# pull down button einer jComboBox modifizieren



## berny76 (8. Mrz 2008)

Hallo,

nach 30 Minuten Recherche ohne den geringsten Ansatz für mein Problem zu finden, nun ein neuer thread dazu:

Ich hätte gern den pull down button einer jComboBox verändert; nämlich breiter gemacht. Übersehe ich da was bei der API oder ist das so speziell, dass man das komplett anders anfassen muss? Falls ja, dann wie?

Hintergrund: Bei einer jComboBox-Breite von ~800 Pixel und 40er Schriftgröße wird der vorgegebene pull down button förmlich zum Streichholz  :roll:


----------



## L-ectron-X (8. Mrz 2008)

Sowas?
http://www.crionics.com/products/opensource/faq/swing_ex/JComboBoxExamples1.html

Erstes Beispiel.


----------



## berny76 (9. Mrz 2008)

Hm... nein, überhaupt nicht. Habe ich mich denn so ungeschickt ausgedrückt?  ???:L  sorry

Ich will den Button zum Aufklappen der Liste verändern. Hier mal ein Bild, worum es geht:







Der Button zum aufziehen der Liste ist schmal wie ein Streichholz. Den hätte ich gerne verbreitert.
++++++++++++++++++++
Welche Zahlenangaben macht berny76 im Forenthread in seinem Beitrag vom 8. Mrz 2008? Gib zu jeder an, worauf sie sich bezieht. Die Datensätze sind eigenständiges Material und gehören nicht zum Forenthread.
++++++++++++++++++++
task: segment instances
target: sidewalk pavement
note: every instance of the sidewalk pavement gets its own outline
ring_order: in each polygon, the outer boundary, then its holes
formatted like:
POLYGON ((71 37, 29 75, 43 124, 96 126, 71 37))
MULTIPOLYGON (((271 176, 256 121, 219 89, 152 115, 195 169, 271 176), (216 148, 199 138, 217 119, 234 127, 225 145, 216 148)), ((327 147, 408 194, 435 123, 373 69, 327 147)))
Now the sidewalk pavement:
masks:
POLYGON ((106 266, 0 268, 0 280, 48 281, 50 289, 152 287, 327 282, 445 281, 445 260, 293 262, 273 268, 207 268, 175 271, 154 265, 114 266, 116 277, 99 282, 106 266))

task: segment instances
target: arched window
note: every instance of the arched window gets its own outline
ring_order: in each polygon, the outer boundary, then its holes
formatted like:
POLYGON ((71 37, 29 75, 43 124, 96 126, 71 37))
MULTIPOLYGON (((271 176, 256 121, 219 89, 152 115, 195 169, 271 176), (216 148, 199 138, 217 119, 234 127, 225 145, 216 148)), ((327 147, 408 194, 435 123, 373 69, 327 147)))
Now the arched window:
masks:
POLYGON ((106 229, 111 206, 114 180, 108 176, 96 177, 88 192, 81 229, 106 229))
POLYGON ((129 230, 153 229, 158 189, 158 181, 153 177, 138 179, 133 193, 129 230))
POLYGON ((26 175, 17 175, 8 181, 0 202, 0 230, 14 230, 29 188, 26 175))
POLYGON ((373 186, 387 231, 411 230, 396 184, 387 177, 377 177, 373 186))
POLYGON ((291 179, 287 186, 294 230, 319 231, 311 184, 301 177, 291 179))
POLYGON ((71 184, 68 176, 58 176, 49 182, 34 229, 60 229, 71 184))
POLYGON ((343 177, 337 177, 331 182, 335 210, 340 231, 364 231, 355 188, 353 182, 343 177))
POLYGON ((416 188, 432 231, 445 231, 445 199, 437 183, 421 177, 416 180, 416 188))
++++++++++++++++++++
• Vollständige Antwort
- 30 Minuten: die Dauer der Recherche
- ~800 Pixel: die Breite der jComboBox
- 40er: die Schriftgröße